— TASK DETAILS —
Every line from the one with "Please spot the sandy" to the end of the data needs to be copied exactly, and no line before it.

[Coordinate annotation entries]
★ ★ ★ ★

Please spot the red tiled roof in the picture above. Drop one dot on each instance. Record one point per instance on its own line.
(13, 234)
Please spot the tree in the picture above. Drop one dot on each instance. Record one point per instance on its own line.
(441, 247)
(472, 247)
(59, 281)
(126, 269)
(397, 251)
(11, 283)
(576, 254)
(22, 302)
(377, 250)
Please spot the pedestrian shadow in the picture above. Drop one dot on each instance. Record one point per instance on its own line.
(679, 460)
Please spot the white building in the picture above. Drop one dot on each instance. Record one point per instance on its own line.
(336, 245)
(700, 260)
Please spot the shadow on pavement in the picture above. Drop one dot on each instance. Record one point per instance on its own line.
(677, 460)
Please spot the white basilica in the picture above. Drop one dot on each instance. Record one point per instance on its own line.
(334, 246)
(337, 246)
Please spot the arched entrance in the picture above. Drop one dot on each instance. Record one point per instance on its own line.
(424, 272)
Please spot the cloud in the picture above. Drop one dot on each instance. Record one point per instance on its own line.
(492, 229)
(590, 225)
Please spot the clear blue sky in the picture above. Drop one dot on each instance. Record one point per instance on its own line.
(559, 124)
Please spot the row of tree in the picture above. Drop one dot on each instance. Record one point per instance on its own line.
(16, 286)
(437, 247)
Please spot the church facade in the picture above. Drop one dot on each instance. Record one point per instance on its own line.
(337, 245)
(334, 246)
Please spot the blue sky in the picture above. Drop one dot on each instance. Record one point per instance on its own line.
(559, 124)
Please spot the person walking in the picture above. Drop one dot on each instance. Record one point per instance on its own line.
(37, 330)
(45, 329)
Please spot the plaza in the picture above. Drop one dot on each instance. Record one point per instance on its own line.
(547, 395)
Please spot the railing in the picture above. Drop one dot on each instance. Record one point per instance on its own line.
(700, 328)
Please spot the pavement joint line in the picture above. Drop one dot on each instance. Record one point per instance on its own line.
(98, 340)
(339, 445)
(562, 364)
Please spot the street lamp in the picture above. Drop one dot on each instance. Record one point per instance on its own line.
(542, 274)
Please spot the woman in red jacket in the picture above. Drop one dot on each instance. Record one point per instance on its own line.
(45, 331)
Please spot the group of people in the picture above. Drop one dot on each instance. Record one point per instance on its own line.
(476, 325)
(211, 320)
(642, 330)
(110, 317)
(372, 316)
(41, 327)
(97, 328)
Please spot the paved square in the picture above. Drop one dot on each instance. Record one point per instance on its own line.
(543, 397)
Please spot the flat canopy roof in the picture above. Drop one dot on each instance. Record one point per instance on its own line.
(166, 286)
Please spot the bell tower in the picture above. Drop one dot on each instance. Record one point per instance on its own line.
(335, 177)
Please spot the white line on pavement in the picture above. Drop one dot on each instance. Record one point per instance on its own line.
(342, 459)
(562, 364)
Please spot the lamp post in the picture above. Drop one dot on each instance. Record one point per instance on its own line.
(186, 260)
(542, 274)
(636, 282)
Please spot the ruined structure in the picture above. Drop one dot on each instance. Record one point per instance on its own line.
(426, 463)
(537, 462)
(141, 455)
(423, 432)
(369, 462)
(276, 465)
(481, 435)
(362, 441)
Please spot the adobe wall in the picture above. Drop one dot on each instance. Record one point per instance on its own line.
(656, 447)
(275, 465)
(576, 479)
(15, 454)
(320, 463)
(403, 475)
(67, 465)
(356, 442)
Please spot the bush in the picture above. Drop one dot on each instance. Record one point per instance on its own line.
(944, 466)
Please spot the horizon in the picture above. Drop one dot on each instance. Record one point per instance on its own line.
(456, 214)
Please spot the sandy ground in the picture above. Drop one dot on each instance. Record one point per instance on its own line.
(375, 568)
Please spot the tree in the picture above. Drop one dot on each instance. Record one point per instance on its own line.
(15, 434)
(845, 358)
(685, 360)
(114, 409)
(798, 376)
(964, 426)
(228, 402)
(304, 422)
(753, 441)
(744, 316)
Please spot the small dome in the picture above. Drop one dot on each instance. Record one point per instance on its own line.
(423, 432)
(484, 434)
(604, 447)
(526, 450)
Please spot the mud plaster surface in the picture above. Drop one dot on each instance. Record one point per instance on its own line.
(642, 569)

★ ★ ★ ★

— THE ANSWER —
Please spot the sandy ground in the picture above. Drop one dot on each instance. Record one point per instance on its own line.
(375, 568)
Please spot the tree in the picture above. Drop one dot on each instance. Record one point per instance on its own line.
(15, 434)
(845, 358)
(685, 360)
(114, 409)
(798, 376)
(964, 426)
(228, 402)
(304, 422)
(753, 441)
(744, 316)
Please spot the small dome in the picture above. Drop one dot on each instance. Record one point per instance on its own line.
(423, 432)
(484, 434)
(604, 447)
(526, 450)
Please spot the mud plaster surface in the picture above. Drop one dot on each instance. Record one point per instance on its own line.
(642, 569)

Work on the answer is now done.